→ **WHAT IS REQUIRED**
Pick up the text on HIV protein structure databases and viewing tools where it stops, and continue it.

→ **SUPPLIED TEXT**
# # #
Brian T. Foley
Theoretical Biology and Biophysica, T10, MSK710, Los Alamos National Laboratory, Los Alamos, NM 87545 USA
The HIV Databases at LANL have primarily focussed on primate lentiviral amino acid and genetic primary sequence information. There is increasing interest in the secondary and tertiary structures of lentiviral proteins as more 3D structures become available. The tools for viewing and manipulating these structures are also becoming more powerful and easier to use. Discovery of the 3D structures of proteins by X-ray crystallography and/or NMR is not easy. Many proteins are resistant to forming crystals, and NMR technology is limited to molecules with fewer atoms than the typical complete protein. Although there is no guarantee that a protein crystal is in the conformation that is biologically active in solution, many or most of the crystal structures in the protein structure database appear to be correct, given that data on biological activity of the proteins agrees with the structure. For one example, amino acids known through mutation analyses to influence the AZT resistance of the HIV-1 reverse transcriptase surround the AZT-binding site in the crystal structure.
The number of crystal structures for HIV-1 proteins has grown sufficiently large that it is now difficult for the inexperienced user of the PDB database to find which of the many structures is most relevant to the user. The number of software tools available for displaying 3D structures on computers is also growing, and it is difficult for potential users to decide which tool is best suited to their needs. This paper and the corresponding web pages [A] are designed to serve as an overview and guide to this growing body of data and tools.
The Protein Data Bank (PDB) [B] is operated by Rutgers, The State University of New Jersey; the San Diego Supercomputer Center at the University of California, San Diego; and the National Institute of Standards and Technology three members of the Research Collaboratory for Structural Bioinformatics (RCSB). Entries in the PDB have four-digit alphanumeric entry names (such as 3HVT) which are used to access them. Each PDB entry loads into the user's web browser with the summary information page displayed. The summary page includes links to the publications which describe the structure, options for downloading and/or displaying the structure, a link to the primary amino acid sequences of the peptide chains, and several other links. The PDB home page (users should bookmark the URL of the mirror site closest to them, identified at the RSCB URL given above) provides a tutorial on searching, as well as links to search tools such as Search Lite [C], but these searches are limited by the quality of annotations provided by 3D structure authors and it is not easy to find all structures for a given protein. The tables provided herein are thus useful as a guide to HIV protein and structure entries.
The HIV-1 Protease Structures Database [D] at the National Institute of Standards and Technology (NIST) contains many protease structures which have not been submitted to the PDB. The structures from this database can be viewed as Kinemages, but not other formats such as PDB . A major advantage of a protease-specific database over the PDB, is additional data fields and a search form [E], making it possible to quickly select all structures related to a single drug or strain of virus, for example.
# # #
→ **SUPPLIED RECORDS**
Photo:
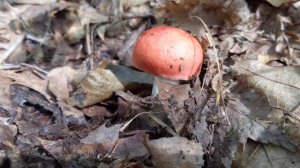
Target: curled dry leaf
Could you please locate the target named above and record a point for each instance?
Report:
(265, 156)
(103, 134)
(279, 84)
(34, 83)
(176, 152)
(97, 86)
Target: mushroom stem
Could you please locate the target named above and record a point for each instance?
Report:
(159, 81)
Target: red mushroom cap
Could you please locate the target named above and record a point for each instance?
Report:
(168, 52)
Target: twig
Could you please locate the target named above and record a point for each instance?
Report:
(12, 48)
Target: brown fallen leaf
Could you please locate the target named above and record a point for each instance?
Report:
(34, 83)
(103, 135)
(176, 152)
(265, 156)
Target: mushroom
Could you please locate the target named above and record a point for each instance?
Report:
(168, 53)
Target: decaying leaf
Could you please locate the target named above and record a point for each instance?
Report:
(176, 152)
(102, 135)
(265, 156)
(280, 85)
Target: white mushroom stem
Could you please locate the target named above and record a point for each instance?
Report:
(158, 81)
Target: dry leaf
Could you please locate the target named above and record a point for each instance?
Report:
# # #
→ **RESPONSE BOX**
The World Index of Molecular Visualization Resources [F] is a collection of several user-maintained databases. There are currently 13 separate databases including a database of free software, a database of commercial software, a database of image galleries and a database of biochemistry tutorials in CHIME. The Structural Classification of Proteins (SCOP) database [G] organizes protein structures based on structural similarity [3-5]. It can be used for example to find other viral or non-viral proteases with structures similar to the HIV-1 protease. The ProSite [H] [6, 7], PFAM, [I]  and PRODOM [J]  databases are similarly useful for obtaining related groups of proteins.
A recent review of HIV-specific resources, only some of which are related to structural biology of HIV, [K] was published in 2000 . The explosion in the number of databases makes any such listing or database of databases at risk of rapidly becoming obsolete. Hence the idea of user-maintained databases was implemented by Eric Martz and Trevor D. Kramer for the World Index of Molecular Visualization Resources.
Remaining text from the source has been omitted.